> **Exercise**
Without any alteration, retype the records that appear below.

Top of Extracted records

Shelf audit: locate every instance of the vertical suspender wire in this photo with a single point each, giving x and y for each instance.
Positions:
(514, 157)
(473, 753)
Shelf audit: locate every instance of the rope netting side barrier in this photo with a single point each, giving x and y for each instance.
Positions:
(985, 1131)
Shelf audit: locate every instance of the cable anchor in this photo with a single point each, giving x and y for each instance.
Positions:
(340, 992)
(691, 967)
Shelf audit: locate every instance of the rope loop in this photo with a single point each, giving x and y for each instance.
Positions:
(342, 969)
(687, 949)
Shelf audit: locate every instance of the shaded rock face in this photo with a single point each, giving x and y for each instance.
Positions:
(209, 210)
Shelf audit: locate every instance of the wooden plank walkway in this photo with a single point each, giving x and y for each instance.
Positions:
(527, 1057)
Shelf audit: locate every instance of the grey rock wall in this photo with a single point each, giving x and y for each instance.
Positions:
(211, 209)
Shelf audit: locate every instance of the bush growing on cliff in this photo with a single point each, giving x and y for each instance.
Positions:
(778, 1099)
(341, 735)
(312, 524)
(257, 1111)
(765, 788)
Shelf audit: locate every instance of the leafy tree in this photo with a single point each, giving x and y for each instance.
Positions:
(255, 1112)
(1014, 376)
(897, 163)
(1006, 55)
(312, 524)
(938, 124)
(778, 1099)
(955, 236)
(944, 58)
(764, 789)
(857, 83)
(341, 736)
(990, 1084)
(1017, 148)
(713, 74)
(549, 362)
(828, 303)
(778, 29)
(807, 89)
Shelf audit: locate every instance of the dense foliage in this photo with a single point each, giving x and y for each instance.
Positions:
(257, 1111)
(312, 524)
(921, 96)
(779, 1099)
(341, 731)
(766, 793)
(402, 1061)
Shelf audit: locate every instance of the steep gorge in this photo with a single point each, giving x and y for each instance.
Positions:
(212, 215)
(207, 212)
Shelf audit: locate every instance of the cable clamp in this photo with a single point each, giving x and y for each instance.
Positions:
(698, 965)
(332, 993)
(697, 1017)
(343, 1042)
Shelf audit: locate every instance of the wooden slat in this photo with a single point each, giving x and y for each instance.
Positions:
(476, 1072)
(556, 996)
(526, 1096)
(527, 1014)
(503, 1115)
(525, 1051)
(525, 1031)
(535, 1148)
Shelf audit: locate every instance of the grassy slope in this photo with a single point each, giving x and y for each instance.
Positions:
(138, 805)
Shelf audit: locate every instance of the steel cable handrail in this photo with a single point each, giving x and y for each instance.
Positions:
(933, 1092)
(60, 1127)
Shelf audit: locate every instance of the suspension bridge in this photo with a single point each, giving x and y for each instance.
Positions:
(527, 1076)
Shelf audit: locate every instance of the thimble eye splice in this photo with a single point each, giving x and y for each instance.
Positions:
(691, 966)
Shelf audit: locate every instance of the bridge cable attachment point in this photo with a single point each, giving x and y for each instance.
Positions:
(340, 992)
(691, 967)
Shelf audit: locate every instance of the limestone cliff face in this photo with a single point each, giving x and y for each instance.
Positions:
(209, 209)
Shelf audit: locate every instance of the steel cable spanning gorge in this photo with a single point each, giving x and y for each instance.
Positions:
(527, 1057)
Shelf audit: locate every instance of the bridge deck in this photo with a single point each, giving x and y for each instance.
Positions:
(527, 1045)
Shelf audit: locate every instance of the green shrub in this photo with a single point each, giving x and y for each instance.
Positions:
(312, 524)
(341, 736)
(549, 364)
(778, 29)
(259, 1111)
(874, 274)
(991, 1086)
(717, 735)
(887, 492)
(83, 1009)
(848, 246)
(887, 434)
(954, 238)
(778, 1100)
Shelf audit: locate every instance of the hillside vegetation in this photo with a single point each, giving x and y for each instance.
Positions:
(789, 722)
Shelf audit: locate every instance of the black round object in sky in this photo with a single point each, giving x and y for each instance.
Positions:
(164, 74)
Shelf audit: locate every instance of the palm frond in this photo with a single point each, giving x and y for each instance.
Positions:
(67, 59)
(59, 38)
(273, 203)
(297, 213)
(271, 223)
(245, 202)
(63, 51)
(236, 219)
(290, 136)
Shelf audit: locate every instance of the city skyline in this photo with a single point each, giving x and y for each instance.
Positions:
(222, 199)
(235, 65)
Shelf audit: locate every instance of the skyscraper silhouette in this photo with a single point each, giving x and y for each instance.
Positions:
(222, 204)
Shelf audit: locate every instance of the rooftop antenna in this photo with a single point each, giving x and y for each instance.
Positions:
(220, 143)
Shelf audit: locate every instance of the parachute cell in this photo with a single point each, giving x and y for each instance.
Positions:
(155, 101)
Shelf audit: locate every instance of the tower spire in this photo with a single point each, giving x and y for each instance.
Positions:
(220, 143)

Bottom of Extracted records

> **Solution to this problem**
Shelf audit: locate every instance of the vertical suspender wire in this photo with a single point each, giving x and y for each instance.
Positions:
(514, 157)
(473, 753)
Shelf audit: locate every instance of the rope netting side barrier in this photo with a single point each, giving x and y for each instance.
Positions:
(985, 1131)
Shelf audit: locate every instance of the cable anchor in this photo with a single point each, giving x and y for each instance.
Positions:
(340, 992)
(691, 967)
Shelf audit: locate every instance of the rope loop in this photo with a single point each, giving x and y for each instance.
Positions:
(342, 969)
(687, 949)
Shelf audit: locate every instance of the shaded rock face in this photo with a single point each, giving x and y for each instance.
Positions:
(209, 210)
Shelf audit: locate every instance of the wooden plank walkway in this photo with a single point each, giving x and y for each instance.
Positions:
(527, 1057)
Shelf audit: locate every instance of the grey rock wall in this photo with a single point each, giving x and y for each instance.
Positions:
(211, 209)
Shelf audit: locate every instance of the bush growing on cliff in this photo with a single point each, giving x and y for each instance.
Positions:
(778, 1099)
(341, 735)
(312, 524)
(257, 1111)
(765, 788)
Shelf audit: locate every instance of the leafy tree in this photo with a single point each, giving x and y for each instance.
Positions:
(255, 1112)
(1014, 376)
(897, 163)
(1006, 55)
(312, 524)
(938, 124)
(778, 1099)
(955, 236)
(944, 58)
(764, 789)
(857, 83)
(341, 736)
(990, 1084)
(1017, 148)
(713, 74)
(549, 362)
(828, 303)
(778, 29)
(807, 89)
Shelf audit: locate every instance of the dense foliage in this photo with a single point each, giving x and y for each instance.
Positions:
(257, 1111)
(312, 524)
(921, 96)
(779, 1099)
(341, 731)
(766, 793)
(402, 1061)
Shelf audit: locate every instance of the steep gorge in this photo with a single point each, giving x and y for each instance.
Positions:
(212, 215)
(207, 212)
Shelf audit: locate every instance of the cable clamp in this photo with a single point each, giving x and y for each instance.
Positions:
(698, 965)
(332, 993)
(697, 1017)
(343, 1042)
Shelf audit: locate every instance of the wooden slat in this photo with a single point each, giving x and y for each instance.
Positions:
(476, 1072)
(556, 996)
(526, 1096)
(527, 1014)
(503, 1115)
(525, 1051)
(525, 1031)
(535, 1148)
Shelf audit: locate every instance of the grassy slope in this photo with a single point each, giving x and y for each instance.
Positions:
(138, 805)
Shelf audit: locate every instance of the steel cable handrail in this photo with a single point each, giving x and y for each instance.
Positions:
(933, 1092)
(60, 1127)
Shelf audit: locate every instance of the suspension bridge in this photo with a single point each, giving x and y for each instance.
Positions:
(527, 1076)
Shelf audit: locate every instance of the thimble eye splice in this photo with a single point each, giving x and y for each instance.
Positions:
(691, 966)
Shelf audit: locate every instance of the bridge cable attachment point in this photo with a single point each, giving x and y for each instance.
Positions:
(340, 992)
(691, 967)
Shelf audit: locate every instance of the limestone cliff face in this photo with a single point each, giving x and y for each instance.
Positions:
(209, 209)
Shelf audit: locate every instance of the steel cable spanning gorge in this photo with a single point each, giving x and y for each instance.
Positions:
(527, 1057)
Shelf audit: locate every instance of the bridge deck in this photo with a single point each, giving x and y for each instance.
Positions:
(527, 1045)
Shelf audit: locate every instance of the green shrub in this photo with a single point each, giving x and y for each instance.
Positions:
(312, 524)
(341, 736)
(549, 364)
(778, 29)
(259, 1111)
(874, 274)
(991, 1086)
(717, 735)
(887, 492)
(83, 1009)
(848, 246)
(887, 434)
(954, 238)
(778, 1100)
Shelf audit: locate every instance of the hillside vegetation in this photo with a single point each, giving x and y for each instance.
Positions:
(789, 722)
Shelf audit: locate every instance of the black round object in sky in this photo with a single point each, giving x and y for each instance.
Positions:
(164, 74)
Shelf audit: locate every instance of the palm frond in this photo with a single point each, giving x and y for each instance.
Positions:
(67, 59)
(59, 38)
(273, 203)
(297, 213)
(271, 223)
(245, 202)
(63, 51)
(236, 219)
(290, 136)
Shelf audit: locate every instance of the city skyline in this photo with a single point each, giving x and y for each instance.
Positions:
(222, 199)
(235, 65)
Shelf audit: locate every instance of the skyscraper silhouette in this photo with a single point each, giving x and y for each instance.
Positions:
(222, 204)
Shelf audit: locate every instance of the rooftop antenna in this photo with a single point each, giving x and y for each instance.
Positions:
(220, 143)
Shelf audit: locate every instance of the parachute cell in this photo with a single point each, giving x and y for each instance.
Positions:
(155, 101)
Shelf audit: locate every instance of the tower spire in this photo with a single point each, giving x and y for each instance.
Positions:
(220, 143)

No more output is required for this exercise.